I actually really enjoyed the book (even with the rather clunky writing and unsubtle characterizations), and then the ending comes and I start screaming "What? You've gotta be kidding me!" It betrayed the entire premise of the book. It betrayed the characters. It certainly betrayed the reader. I will never read another book by this purveyor of pulp, and I refuse to go see the movie unless I am assured beforehand that they have re-written the ending so it makes sense with the rest of the story.

Specifically, and these are spoilers: what I got from the book was that the mother was so determined to save her older daughter, Kate, that she had totally lost her moorings. Kate was suffering unbearably, and so were her other children and her husband. So Anna, the younger daughter, takes a stand on Kate's behalf, and says stop, Kate should decide when enough is enough and this is it. Kate has decided she has fought through ten years of misery just to take another breath, but that's not enough. She wants a quality of life that she just can't have. So she is going to step back, let her sister and her family live their lives, and accept her own lot in life. I thought that was a very moving and interesting perspective.

• TASK ITEM: Copy the book review starting with "Specifically, and these" and going on through "and interesting perspective.", renaming "Kate" to "Katie" everywhere it occurs.

• DATASET EXTRACT:
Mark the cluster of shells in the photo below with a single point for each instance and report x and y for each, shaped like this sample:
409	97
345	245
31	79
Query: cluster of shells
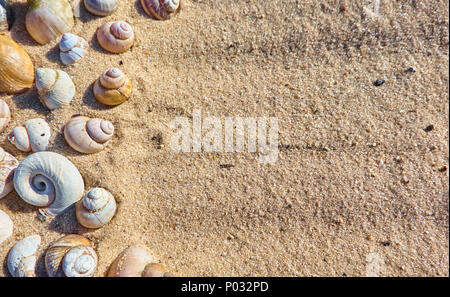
49	180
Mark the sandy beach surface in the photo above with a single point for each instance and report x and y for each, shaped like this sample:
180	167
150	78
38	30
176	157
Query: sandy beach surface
360	186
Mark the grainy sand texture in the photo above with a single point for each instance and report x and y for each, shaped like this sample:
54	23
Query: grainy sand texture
360	186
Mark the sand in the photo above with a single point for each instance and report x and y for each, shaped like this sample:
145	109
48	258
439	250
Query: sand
359	187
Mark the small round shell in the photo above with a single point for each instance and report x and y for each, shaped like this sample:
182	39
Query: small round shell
41	179
33	135
22	258
96	208
55	87
113	87
88	135
115	37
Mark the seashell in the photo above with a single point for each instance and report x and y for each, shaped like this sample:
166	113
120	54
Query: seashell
48	19
49	180
33	135
161	9
136	261
6	226
96	208
55	87
7	166
5	115
101	7
88	135
115	37
16	68
72	48
71	256
113	87
22	258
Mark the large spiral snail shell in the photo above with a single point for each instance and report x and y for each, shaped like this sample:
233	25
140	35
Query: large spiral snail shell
161	9
71	256
55	87
48	180
87	135
16	68
7	166
48	19
115	37
33	135
22	258
136	261
96	208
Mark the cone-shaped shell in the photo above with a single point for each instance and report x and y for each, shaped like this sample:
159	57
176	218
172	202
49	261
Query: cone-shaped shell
42	179
22	258
48	19
16	68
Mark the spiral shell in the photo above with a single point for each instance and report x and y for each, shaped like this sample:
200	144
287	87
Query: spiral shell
136	261
49	180
22	258
71	256
115	37
55	87
96	208
16	68
113	87
88	135
72	48
48	19
33	135
7	166
101	7
161	9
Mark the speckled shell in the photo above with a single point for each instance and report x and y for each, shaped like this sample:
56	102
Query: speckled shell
113	87
115	37
96	208
55	87
101	7
16	68
48	19
88	135
33	135
161	9
41	179
71	256
22	258
72	48
7	166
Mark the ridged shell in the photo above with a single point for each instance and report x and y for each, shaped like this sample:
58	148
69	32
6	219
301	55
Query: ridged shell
8	165
16	68
72	48
113	87
48	19
71	256
96	208
101	7
55	87
115	37
88	135
22	258
42	179
33	135
161	9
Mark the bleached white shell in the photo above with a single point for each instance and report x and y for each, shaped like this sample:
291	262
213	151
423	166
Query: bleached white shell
22	258
48	180
56	89
96	209
33	135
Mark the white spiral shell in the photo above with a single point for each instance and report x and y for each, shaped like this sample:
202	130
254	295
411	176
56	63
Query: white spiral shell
48	180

• EXERCISE SOLUTION:
Specifically, and these are spoilers: what I got from the book was that the mother was so determined to save her older daughter, Katie, that she had totally lost her moorings. Katie was suffering unbearably, and so were her other children and her husband. So Anna, the younger daughter, takes a stand on Katie's behalf, and says stop, Katie should decide when enough is enough and this is it. Katie has decided she has fought through ten years of misery just to take another breath, but that's not enough. She wants a quality of life that she just can't have. So she is going to step back, let her sister and her family live their lives, and accept her own lot in life. I thought that was a very moving and interesting perspective.